Reading text:
Content starts

Canadian farm production increased by 40% during the war but farmers were worried that after the war they would be back to poverty. The older men on the land had bitter memories of 1920 when the prices dropped with peace.
The Agricultural Price Support Board was set up by the federal government with $200 million capital. Canada's Prime Minister, Mackenzie King said that since farmers accepted price controls during the war they are entitled to a floor underneath prices after the war. While wheat was not included under the Price Support Board, the government did guarantee it would remain at $1.00 a bushel until 1950.
Great Britain took a major part of the wheat. The country was virtually bankrupt. England's six years of war cost the nation $130 billion. She ended the war with an external debt of $12 billion. For a century the British had invested their savings overseas. But in the Second World War sold almost all they had and incurred overseas debt double the amount of the previous investments. We are broke, said British Minister of Labour Ernest Bevan. We have spent everything we have had and I'm glad we did.

Content ends

Dataset records:
Content starts

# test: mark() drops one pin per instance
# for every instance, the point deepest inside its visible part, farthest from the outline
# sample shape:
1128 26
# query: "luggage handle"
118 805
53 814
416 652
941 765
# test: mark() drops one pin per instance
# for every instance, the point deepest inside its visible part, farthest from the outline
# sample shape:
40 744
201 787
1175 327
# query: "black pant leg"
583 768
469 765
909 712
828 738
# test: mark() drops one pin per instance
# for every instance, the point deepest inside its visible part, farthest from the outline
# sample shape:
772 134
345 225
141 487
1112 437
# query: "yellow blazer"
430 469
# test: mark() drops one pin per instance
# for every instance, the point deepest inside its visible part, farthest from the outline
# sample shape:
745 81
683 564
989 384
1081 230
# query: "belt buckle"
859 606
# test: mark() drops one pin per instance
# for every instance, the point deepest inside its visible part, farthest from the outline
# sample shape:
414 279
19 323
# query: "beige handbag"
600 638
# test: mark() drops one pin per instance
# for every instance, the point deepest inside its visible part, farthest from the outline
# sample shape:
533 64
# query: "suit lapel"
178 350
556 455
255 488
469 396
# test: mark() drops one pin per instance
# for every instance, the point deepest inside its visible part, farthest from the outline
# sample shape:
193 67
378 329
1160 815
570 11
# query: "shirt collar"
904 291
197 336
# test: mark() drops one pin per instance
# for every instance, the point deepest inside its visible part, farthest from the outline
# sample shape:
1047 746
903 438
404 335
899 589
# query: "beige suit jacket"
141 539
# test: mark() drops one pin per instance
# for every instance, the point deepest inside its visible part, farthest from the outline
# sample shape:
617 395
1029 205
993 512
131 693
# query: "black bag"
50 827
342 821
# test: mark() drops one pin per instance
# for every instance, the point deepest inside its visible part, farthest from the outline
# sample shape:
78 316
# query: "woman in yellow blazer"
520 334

Content ends

Problem description:
Reproduce the full text on postwar farm prices and British war debt word for word. The items above have no connection to the text about Canadian farm production and postwar price supports.

Finished exercise:
Canadian farm production increased by 40% during the war but farmers were worried that after the war they would be back to poverty. The older men on the land had bitter memories of 1920 when the prices dropped with peace.
The Agricultural Price Support Board was set up by the federal government with $200 million capital. Canada's Prime Minister, Mackenzie King said that since farmers accepted price controls during the war they are entitled to a floor underneath prices after the war. While wheat was not included under the Price Support Board, the government did guarantee it would remain at $1.00 a bushel until 1950.
Great Britain took a major part of the wheat. The country was virtually bankrupt. England's six years of war cost the nation $130 billion. She ended the war with an external debt of $12 billion. For a century the British had invested their savings overseas. But in the Second World War sold almost all they had and incurred overseas debt double the amount of the previous investments. We are broke, said British Minister of Labour Ernest Bevan. We have spent everything we have had and I'm glad we did.